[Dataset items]
◇ ◇ ◇ ◇ ◇

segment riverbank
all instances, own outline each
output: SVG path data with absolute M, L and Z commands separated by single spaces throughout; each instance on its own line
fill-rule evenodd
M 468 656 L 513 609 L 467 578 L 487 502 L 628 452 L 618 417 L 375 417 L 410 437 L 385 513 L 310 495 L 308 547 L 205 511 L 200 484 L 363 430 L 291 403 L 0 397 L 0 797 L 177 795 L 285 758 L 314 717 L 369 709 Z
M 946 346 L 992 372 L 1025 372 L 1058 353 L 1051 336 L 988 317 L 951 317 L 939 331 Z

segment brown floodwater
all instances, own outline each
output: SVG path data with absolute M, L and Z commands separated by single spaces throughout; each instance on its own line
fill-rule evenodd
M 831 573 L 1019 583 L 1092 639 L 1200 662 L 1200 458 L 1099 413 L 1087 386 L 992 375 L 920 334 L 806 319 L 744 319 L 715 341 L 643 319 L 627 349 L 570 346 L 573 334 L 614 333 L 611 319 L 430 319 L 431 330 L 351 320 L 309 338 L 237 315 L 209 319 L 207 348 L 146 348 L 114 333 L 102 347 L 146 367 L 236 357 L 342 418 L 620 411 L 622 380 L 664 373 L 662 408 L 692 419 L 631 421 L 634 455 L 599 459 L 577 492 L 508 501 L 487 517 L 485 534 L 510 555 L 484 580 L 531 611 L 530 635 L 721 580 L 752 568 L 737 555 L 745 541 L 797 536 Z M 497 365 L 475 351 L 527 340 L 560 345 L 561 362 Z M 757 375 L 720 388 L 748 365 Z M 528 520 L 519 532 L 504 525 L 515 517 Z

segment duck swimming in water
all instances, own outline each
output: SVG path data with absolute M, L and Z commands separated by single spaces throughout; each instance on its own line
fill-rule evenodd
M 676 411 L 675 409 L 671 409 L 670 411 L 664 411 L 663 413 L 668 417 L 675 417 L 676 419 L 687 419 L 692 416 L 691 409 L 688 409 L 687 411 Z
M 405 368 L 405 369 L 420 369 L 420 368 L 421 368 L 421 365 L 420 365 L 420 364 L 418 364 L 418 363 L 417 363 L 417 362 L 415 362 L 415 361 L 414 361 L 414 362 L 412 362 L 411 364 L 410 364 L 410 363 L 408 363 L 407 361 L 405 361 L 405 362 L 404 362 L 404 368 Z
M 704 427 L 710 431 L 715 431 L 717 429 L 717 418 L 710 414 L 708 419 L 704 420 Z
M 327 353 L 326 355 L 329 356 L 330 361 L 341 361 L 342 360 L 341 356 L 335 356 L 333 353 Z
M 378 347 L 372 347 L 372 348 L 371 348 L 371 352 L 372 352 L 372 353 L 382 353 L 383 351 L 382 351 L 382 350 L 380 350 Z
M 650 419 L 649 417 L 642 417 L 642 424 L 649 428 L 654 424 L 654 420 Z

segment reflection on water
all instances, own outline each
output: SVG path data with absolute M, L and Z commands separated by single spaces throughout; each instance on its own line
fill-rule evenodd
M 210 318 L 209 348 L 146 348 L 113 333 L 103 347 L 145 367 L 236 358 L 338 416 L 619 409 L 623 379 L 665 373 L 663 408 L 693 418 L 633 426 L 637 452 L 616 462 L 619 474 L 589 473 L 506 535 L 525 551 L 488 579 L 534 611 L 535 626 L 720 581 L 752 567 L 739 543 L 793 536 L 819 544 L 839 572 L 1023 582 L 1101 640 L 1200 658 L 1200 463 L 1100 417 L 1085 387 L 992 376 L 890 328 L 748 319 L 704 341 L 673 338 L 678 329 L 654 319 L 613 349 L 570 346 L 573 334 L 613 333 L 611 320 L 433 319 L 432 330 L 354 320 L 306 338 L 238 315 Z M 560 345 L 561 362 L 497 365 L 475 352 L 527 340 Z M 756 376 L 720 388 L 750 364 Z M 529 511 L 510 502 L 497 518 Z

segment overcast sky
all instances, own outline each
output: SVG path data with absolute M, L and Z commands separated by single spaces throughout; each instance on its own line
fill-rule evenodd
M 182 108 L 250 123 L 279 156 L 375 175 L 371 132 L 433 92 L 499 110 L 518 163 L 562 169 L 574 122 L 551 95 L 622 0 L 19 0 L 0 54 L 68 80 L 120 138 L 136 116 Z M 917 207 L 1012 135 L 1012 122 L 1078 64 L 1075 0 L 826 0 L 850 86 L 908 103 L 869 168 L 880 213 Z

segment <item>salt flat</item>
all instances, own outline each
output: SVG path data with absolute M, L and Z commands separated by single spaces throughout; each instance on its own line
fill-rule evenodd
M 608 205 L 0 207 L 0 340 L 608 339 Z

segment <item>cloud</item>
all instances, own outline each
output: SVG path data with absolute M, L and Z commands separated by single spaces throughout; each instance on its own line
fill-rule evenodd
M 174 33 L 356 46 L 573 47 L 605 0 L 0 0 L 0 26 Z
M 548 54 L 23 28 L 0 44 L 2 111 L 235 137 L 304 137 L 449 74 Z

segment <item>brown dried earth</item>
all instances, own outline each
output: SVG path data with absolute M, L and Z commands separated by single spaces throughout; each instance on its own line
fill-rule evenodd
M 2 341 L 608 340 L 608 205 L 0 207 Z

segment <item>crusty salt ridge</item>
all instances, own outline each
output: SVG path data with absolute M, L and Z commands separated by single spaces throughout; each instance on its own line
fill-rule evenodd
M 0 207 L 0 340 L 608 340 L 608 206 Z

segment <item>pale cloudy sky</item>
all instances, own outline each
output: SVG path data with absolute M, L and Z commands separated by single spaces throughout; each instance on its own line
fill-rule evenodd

◇ ◇ ◇ ◇ ◇

● What to produce
Retyping every entry exactly is the whole of the task.

● Answer to the problem
segment riverbank
all instances, own outline each
output: SVG path data with absolute M, L and Z commands separated by single spaces throughout; each instance on its own line
fill-rule evenodd
M 468 656 L 513 609 L 467 578 L 487 502 L 628 452 L 618 417 L 375 417 L 410 437 L 385 513 L 310 495 L 308 547 L 205 511 L 200 484 L 363 430 L 291 403 L 0 397 L 0 797 L 177 795 L 285 758 L 314 717 L 369 709 Z
M 946 346 L 992 372 L 1025 372 L 1058 353 L 1051 336 L 988 317 L 951 317 L 939 331 Z

segment brown floodwater
all instances, own outline each
output: SVG path data with absolute M, L and Z commands separated by single spaces throughout; each instance on its own line
fill-rule evenodd
M 831 573 L 1019 583 L 1092 639 L 1200 662 L 1200 458 L 1099 413 L 1087 386 L 992 375 L 920 334 L 806 319 L 744 319 L 715 341 L 643 319 L 627 349 L 570 346 L 573 334 L 614 333 L 611 319 L 430 319 L 431 330 L 351 320 L 309 338 L 237 315 L 209 319 L 207 348 L 146 348 L 114 333 L 102 347 L 146 367 L 236 357 L 342 418 L 620 411 L 622 380 L 664 373 L 662 408 L 692 419 L 631 421 L 634 455 L 599 459 L 577 492 L 508 501 L 487 517 L 485 534 L 510 555 L 484 580 L 531 611 L 530 635 L 721 580 L 752 568 L 737 555 L 745 541 L 797 536 Z M 497 365 L 475 351 L 527 340 L 560 345 L 561 362 Z M 757 375 L 720 388 L 748 365 Z M 528 520 L 519 532 L 504 525 L 515 517 Z

segment duck swimming in water
all instances, own outline each
output: SVG path data with absolute M, L and Z commands separated by single spaces throughout; each instance on its own line
fill-rule evenodd
M 676 411 L 675 409 L 671 409 L 670 411 L 664 411 L 663 413 L 668 417 L 675 417 L 676 419 L 687 419 L 692 416 L 691 409 L 688 409 L 687 411 Z
M 405 368 L 405 369 L 420 369 L 420 368 L 421 368 L 421 365 L 420 365 L 420 364 L 418 364 L 418 363 L 417 363 L 417 362 L 415 362 L 415 361 L 414 361 L 414 362 L 412 362 L 411 364 L 410 364 L 410 363 L 408 363 L 407 361 L 405 361 L 405 362 L 404 362 L 404 368 Z
M 704 427 L 710 431 L 715 431 L 717 429 L 717 418 L 710 414 L 708 419 L 704 420 Z
M 327 353 L 326 355 L 329 356 L 330 361 L 341 361 L 342 360 L 341 356 L 335 356 L 333 353 Z
M 378 347 L 372 347 L 372 348 L 371 348 L 371 352 L 372 352 L 372 353 L 382 353 L 383 351 L 382 351 L 382 350 L 380 350 Z
M 650 419 L 649 417 L 642 417 L 642 424 L 649 428 L 654 424 L 654 420 Z

segment reflection on water
all instances, own outline each
output: SVG path data with absolute M, L and Z commands separated by single spaces throughout; each instance on its own line
fill-rule evenodd
M 210 318 L 209 348 L 146 348 L 113 333 L 103 347 L 145 367 L 236 358 L 338 416 L 619 409 L 623 379 L 665 373 L 663 408 L 693 418 L 633 426 L 637 452 L 616 462 L 619 474 L 589 473 L 506 535 L 525 551 L 488 579 L 534 611 L 535 626 L 720 581 L 752 567 L 739 543 L 793 536 L 819 544 L 839 572 L 1023 582 L 1101 640 L 1200 658 L 1200 463 L 1100 417 L 1085 387 L 992 376 L 890 328 L 748 319 L 704 341 L 673 338 L 678 329 L 654 319 L 613 349 L 570 346 L 573 334 L 613 333 L 611 320 L 433 319 L 432 330 L 354 320 L 306 338 L 238 315 Z M 560 345 L 561 362 L 497 365 L 475 352 L 527 340 Z M 756 376 L 720 388 L 750 364 Z M 529 511 L 510 502 L 497 518 Z

segment overcast sky
all instances, own outline each
output: SVG path data with absolute M, L and Z commands separated by single spaces throughout; each instance on its own line
fill-rule evenodd
M 182 108 L 250 123 L 279 156 L 375 175 L 371 132 L 433 92 L 499 110 L 518 163 L 562 169 L 574 122 L 551 95 L 622 0 L 19 0 L 0 54 L 68 80 L 120 138 L 136 116 Z M 917 207 L 1012 135 L 1012 122 L 1078 64 L 1075 0 L 826 0 L 850 86 L 908 103 L 869 168 L 880 213 Z

segment <item>salt flat</item>
all instances, own outline each
output: SVG path data with absolute M, L and Z commands separated by single spaces throughout; each instance on its own line
fill-rule evenodd
M 608 205 L 0 207 L 0 340 L 608 339 Z

segment <item>cloud</item>
all instances, own outline each
output: SVG path data with absolute M, L and Z commands separated by single spaces throughout; each instance on its own line
fill-rule evenodd
M 174 33 L 356 46 L 573 47 L 605 0 L 0 0 L 0 26 Z
M 548 54 L 23 28 L 0 44 L 2 111 L 235 137 L 304 137 L 449 74 Z

segment <item>brown dried earth</item>
all instances, own outline each
output: SVG path data with absolute M, L and Z commands separated by single spaces throughout; each instance on its own line
fill-rule evenodd
M 2 341 L 608 340 L 608 205 L 0 207 Z

segment <item>crusty salt ridge</item>
all instances, own outline each
output: SVG path data with absolute M, L and Z commands separated by single spaces throughout; each instance on its own line
fill-rule evenodd
M 0 207 L 0 340 L 608 340 L 608 206 Z

segment <item>pale cloudy sky</item>
all instances, own outline each
output: SVG path data with absolute M, L and Z commands separated by single spaces throughout; each instance on its own line
fill-rule evenodd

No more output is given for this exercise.